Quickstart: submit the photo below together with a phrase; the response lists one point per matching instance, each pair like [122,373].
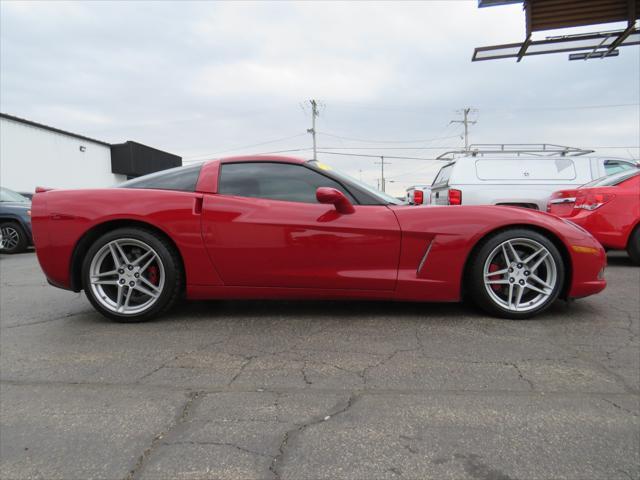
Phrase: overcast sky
[206,79]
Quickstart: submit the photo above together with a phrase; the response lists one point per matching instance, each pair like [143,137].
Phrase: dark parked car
[15,222]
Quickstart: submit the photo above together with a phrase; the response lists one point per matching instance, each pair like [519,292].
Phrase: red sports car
[609,208]
[276,227]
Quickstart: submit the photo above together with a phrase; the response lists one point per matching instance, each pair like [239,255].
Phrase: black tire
[18,244]
[475,274]
[633,247]
[166,253]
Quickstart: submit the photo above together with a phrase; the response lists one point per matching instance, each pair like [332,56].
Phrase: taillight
[592,200]
[455,197]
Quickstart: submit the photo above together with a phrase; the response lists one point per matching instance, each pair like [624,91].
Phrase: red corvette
[609,208]
[275,227]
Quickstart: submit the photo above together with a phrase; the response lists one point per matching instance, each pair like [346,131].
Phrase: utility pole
[466,123]
[312,130]
[381,163]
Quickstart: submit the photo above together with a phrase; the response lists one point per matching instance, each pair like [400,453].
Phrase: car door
[265,228]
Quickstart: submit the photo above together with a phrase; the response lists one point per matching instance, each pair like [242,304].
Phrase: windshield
[610,180]
[348,179]
[7,195]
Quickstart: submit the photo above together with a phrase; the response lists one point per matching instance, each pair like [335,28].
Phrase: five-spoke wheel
[131,274]
[516,273]
[13,238]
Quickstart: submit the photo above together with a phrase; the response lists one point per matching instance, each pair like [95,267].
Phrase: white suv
[522,181]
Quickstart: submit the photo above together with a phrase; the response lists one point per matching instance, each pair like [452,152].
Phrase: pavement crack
[247,361]
[137,469]
[290,435]
[521,375]
[620,407]
[303,370]
[38,322]
[219,444]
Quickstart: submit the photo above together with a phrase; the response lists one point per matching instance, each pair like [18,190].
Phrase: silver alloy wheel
[127,276]
[520,274]
[10,238]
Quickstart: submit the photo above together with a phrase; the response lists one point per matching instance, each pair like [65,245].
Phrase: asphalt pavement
[318,390]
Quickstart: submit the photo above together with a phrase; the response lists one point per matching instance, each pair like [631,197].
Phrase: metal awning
[553,14]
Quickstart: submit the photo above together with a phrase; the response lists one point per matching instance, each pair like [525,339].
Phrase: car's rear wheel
[132,275]
[14,238]
[516,274]
[633,247]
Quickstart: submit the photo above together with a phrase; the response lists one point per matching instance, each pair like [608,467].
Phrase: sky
[212,79]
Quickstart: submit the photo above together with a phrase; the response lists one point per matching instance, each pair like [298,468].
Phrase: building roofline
[52,129]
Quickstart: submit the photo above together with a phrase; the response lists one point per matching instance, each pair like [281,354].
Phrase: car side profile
[278,227]
[609,208]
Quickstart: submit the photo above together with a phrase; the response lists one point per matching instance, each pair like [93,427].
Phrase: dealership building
[33,154]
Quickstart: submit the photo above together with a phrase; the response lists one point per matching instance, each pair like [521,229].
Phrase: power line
[312,130]
[385,156]
[248,146]
[427,108]
[391,148]
[385,141]
[465,121]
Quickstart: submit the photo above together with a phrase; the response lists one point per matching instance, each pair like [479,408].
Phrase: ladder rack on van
[534,149]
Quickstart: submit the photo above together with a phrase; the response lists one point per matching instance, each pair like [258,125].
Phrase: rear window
[443,175]
[181,178]
[526,169]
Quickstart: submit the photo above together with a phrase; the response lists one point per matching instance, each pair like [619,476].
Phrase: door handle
[197,206]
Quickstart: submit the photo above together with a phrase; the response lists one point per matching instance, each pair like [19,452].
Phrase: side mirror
[335,197]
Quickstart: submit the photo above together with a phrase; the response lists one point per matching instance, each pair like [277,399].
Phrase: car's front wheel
[13,238]
[132,274]
[516,274]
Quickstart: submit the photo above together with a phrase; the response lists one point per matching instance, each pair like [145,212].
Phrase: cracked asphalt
[318,390]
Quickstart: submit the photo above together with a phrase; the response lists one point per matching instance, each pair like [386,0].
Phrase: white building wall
[32,156]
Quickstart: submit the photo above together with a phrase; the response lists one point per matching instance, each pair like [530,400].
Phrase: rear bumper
[603,231]
[589,261]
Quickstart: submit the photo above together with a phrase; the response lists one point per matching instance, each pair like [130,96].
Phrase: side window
[614,166]
[276,181]
[180,178]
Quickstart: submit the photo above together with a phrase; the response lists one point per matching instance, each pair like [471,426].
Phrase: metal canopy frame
[601,44]
[531,149]
[552,14]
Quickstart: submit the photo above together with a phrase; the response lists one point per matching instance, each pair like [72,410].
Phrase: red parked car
[608,208]
[276,227]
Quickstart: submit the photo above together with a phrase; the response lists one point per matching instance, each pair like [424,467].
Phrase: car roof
[260,158]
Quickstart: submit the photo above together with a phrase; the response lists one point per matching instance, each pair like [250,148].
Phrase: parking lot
[314,390]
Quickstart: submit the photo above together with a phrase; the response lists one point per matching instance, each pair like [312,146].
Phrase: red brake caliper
[493,268]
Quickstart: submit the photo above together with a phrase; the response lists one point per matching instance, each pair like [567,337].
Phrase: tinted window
[614,166]
[277,181]
[443,175]
[180,178]
[611,180]
[7,195]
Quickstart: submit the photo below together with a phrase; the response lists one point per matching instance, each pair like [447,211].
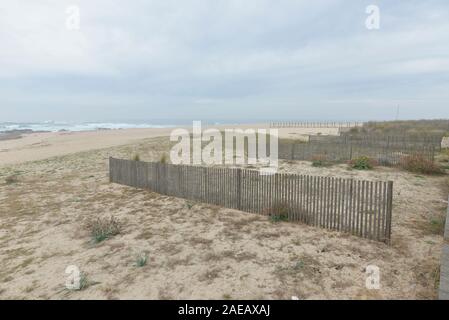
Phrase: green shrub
[363,163]
[319,161]
[11,179]
[420,164]
[141,260]
[279,212]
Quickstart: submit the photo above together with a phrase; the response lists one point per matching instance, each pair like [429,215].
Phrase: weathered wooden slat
[363,208]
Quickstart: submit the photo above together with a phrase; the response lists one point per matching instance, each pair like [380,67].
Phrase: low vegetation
[279,212]
[141,260]
[103,228]
[164,158]
[420,164]
[363,163]
[320,161]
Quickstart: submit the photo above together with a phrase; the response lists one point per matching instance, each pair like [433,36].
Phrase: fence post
[110,169]
[239,188]
[389,211]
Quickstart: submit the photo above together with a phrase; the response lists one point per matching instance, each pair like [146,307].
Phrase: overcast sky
[226,60]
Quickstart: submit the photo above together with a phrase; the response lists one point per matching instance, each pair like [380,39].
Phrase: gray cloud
[223,60]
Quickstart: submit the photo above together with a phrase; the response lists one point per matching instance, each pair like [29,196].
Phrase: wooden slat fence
[362,208]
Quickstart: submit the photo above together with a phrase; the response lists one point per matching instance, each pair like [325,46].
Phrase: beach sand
[37,146]
[195,251]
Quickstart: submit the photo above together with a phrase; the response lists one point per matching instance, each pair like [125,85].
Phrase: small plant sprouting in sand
[279,212]
[102,229]
[419,164]
[84,283]
[164,158]
[319,161]
[141,260]
[363,163]
[11,179]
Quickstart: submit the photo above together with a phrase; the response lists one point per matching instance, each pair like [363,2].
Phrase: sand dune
[38,146]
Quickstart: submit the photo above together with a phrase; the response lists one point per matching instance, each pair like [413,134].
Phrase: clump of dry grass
[164,158]
[420,164]
[279,212]
[11,179]
[320,160]
[101,229]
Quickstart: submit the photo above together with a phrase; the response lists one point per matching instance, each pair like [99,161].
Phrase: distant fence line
[407,142]
[386,156]
[361,208]
[308,124]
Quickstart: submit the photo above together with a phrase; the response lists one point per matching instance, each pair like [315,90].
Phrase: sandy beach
[195,251]
[38,146]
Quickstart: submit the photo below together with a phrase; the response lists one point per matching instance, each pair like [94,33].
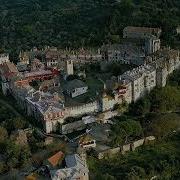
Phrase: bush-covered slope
[27,23]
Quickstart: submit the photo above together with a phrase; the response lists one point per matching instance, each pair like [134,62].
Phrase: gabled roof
[55,159]
[71,85]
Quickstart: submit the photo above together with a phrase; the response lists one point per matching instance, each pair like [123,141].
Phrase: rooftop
----
[The problem]:
Rewrite all the records with "matching instance" changed to "matching object" and everything else kept the same. Leave the pictures out.

[Written reply]:
Quickstart: submit the photo below together with a phrase; the response lists one point per matching object, each pair like [122,373].
Phrase: overcast sky
[206,79]
Quickstart: submit the photo above together with a phrase; the response lists one point per matching object, each pair like [143,137].
Phrase: dark parked car
[15,222]
Quickstart: submit the photo above together with a phrase; the response lists one point per matching object, each pair like [519,292].
Phrase: red sports car
[609,208]
[276,227]
Quickstart: submit the photo above together with a phrase; the response lists one point per matching object, each pair like [239,255].
Phrase: black tire
[18,244]
[475,274]
[633,247]
[166,253]
Quickstart: submit the photo above together with a phrase; the response lists one point per matching object, each pair like [332,56].
Phrase: taillight
[592,200]
[455,197]
Quickstart: submit the photo above together with a phrase; the response lists one point per matching object, each pair like [624,91].
Phrase: red corvette
[609,208]
[275,227]
Quickstart: submit the photo above together with a phrase; the response lists one point per matching object, each pair like [346,131].
Phrase: utility pole
[466,123]
[312,130]
[381,163]
Quickstart: submit the photo above together with a phrase; the response lists one point per matching object, each pair like [400,453].
Phrase: car door
[265,228]
Quickstart: submit the photo above together with a phrase; the response lists one point per matching object, each pair like [242,304].
Phrase: windshield
[610,180]
[348,179]
[7,195]
Quickstart: submit the photo above together with a phrase; the response lists one point per matching object, each pair like [335,28].
Phrase: five-spoke wheel
[131,274]
[516,273]
[13,238]
Quickstart: submit the photo above together with a phrase; the response lists one point per matching object, each pair like [95,267].
Phrase: white suv
[522,181]
Quickstart: submit the photo above together with a phrase; the response lists one point per matching object, each pair like [452,152].
Phrase: pavement crack
[247,361]
[137,469]
[290,435]
[521,375]
[620,407]
[303,370]
[38,322]
[219,444]
Quickstart: submit the photo above together with a phrase; the response lists one point per matching object, each pair like [18,190].
Phrase: silver alloy wheel
[127,276]
[520,274]
[10,238]
Quickstart: submit the photo above together with a phrase; the response lists one point per matching object, each pair like [65,245].
Phrase: asphalt pavement
[318,390]
Quickstart: submit the photo above together with a phrase; the response lists one point per matching object, each pair like [631,197].
Phrase: metal awning
[553,14]
Quickstart: submit the photo above together with a phrase; the response lists one point per matching object, each pair like [525,339].
Phrase: car's rear wheel
[132,275]
[14,238]
[516,274]
[633,247]
Quickstart: submit the photo above together with a phrase; the response lists one point per matching object, each pair like [608,467].
Phrase: sky
[212,79]
Quickstart: submit the photo above together with a phrase; the response lists one point per matching object, each pair like [298,468].
Phrase: building roofline
[52,129]
Quickstart: submit the photo above together with a phrase; the response lists one point per matching object, each pair like [281,354].
Phrase: car side profile
[278,227]
[609,208]
Quickstart: submit the photo above together with a phrase; the response lists one point per matching object, each pair like [93,427].
Phrase: dealership building
[33,154]
Quickstart: submit the photo above together with a phrase; the response lists one point per matching object, each pair like [521,229].
Phrase: power line
[312,130]
[385,156]
[248,146]
[427,108]
[391,148]
[385,141]
[465,121]
Quickstart: submit the photo above together with a phrase; the response lists one point per matching object, each pair like [479,408].
Phrase: ladder rack on van
[534,149]
Quickstart: submit the photo above together with a phrase; the response lists one point per matching object, each pair like [258,125].
Phrase: rear window
[443,175]
[181,178]
[526,169]
Quickstart: submit the photo above together with a phrase; the response lists one point per matching object, each pair like [619,476].
Phrase: door handle
[197,206]
Quickstart: submit the photo above together with a phrase; the response lists one point per matching object, each pair like [19,452].
Phrase: side mirror
[335,197]
Quickstart: submit the photo above together with a phrase; the response lists one point per matching object, each pair like [277,399].
Phrase: car's front wheel
[13,238]
[132,274]
[516,274]
Quickstart: submit the photo above together with a phrase; the response lists one point per matching object, each pair like [145,212].
Phrase: cracked asphalt
[318,390]
Quickstart: submit the photo above together with a phrase; the response lists one point per matching object, each pair like [386,0].
Phrase: white building wall
[32,156]
Quickstart: submit the photo above together with a phrase; the response lists one point per matching object, each pair like [530,400].
Phrase: rear bumper
[603,231]
[589,261]
Quickstart: submit the photo above together with a phrase; the response lists one point per matching object, each pair like [130,96].
Phrase: side window
[614,166]
[276,181]
[180,178]
Quickstart: submit the photo above together with a phrase; the response lists one point per matching object, each pair like [471,426].
Phrase: metal canopy frame
[601,44]
[531,149]
[552,14]
Quickstart: submit the photo above together with a phrase; the response lists one point per matching object, each pair like [72,410].
Phrase: red parked car
[608,208]
[276,227]
Quickstart: submit the photo above together with a phrase; the response lists one point per matching object, each pair like [424,467].
Phrase: car roof
[260,158]
Quickstart: submit the photo above together with a phrase; the response lists one point per matching object, each pair like [250,148].
Phrase: parking lot
[314,390]
Quickstart: submit the photo above together with a phrase; the response lists one point per matching object, each pair like [312,146].
Phrase: red brake caliper
[493,268]
Quickstart: submit the photo above together with a phrase; the response lists one point per matching object, each pair like [567,337].
Phrase: tinted window
[614,166]
[277,181]
[443,175]
[180,178]
[611,180]
[7,195]
Quickstart: submit the photo below together with a phrase; the response lists one point per matching object, each pair like [447,211].
Phrase: green shrub
[363,163]
[319,161]
[11,179]
[420,164]
[141,260]
[279,212]
Quickstart: submit the photo above together with a phrase; the response lists one point per matching object, each pair like [429,215].
Phrase: weathered wooden slat
[363,208]
Quickstart: submit the photo above together with a phrase; the response lists one point per matching object, each pair like [380,67].
Phrase: low vegetation
[279,212]
[141,260]
[103,228]
[164,158]
[420,164]
[363,163]
[320,161]
Quickstart: submit the photo above together with a phrase; the response lists one point per matching object, each pair like [433,36].
Phrase: fence post
[110,169]
[239,188]
[389,211]
Quickstart: submit the photo above together with a phrase; the response lists one point per matching object, each pair like [146,307].
Phrase: overcast sky
[226,60]
Quickstart: submit the photo above together with a phrase; the response lists one point per matching object, each pair like [380,39].
Phrase: gray cloud
[223,60]
Quickstart: submit the photo above together with a phrase; the response lists one point per matching object, each pair like [29,196].
Phrase: wooden slat fence
[362,208]
Quickstart: submit the photo above together with a phrase; the response lists one point per matching object, each pair like [325,46].
Phrase: beach sand
[37,146]
[195,251]
Quickstart: submit the photo above together with a phrase; the response lists one point per matching object, each pair like [125,85].
Phrase: small plant sprouting in sand
[279,212]
[102,229]
[419,164]
[84,283]
[164,158]
[319,161]
[141,260]
[363,163]
[11,179]
Quickstart: submit the photo above together with a phrase; the response lists one point per matching object, each pair like [363,2].
Phrase: sand dune
[38,146]
Quickstart: submit the photo above together with a phrase; the response lists one point per matching object, each pair like [413,134].
Phrase: clump of dry grass
[164,158]
[420,164]
[279,212]
[11,179]
[320,160]
[101,229]
Quickstart: submit the photo above together with a phrase; the response lists one point per matching object, each pair like [99,161].
Phrase: distant fence line
[407,142]
[386,156]
[361,208]
[308,124]
Quickstart: submit the photo above together with a phrase; the response lists one point per matching object, each pair like [315,90].
Phrase: sandy beach
[195,251]
[38,146]
Quickstart: submit the photo below together with a phrase; the response lists one point per matching object, each pair like [94,33].
Phrase: bush-covered slope
[27,23]
Quickstart: submit the photo above together with a phrase; the response lists one point per matching object, each pair like [134,62].
Phrase: gabled roof
[55,159]
[71,85]
Quickstart: submit the photo above together with a phrase; the response lists one point per matching object, each pair like [123,141].
Phrase: rooftop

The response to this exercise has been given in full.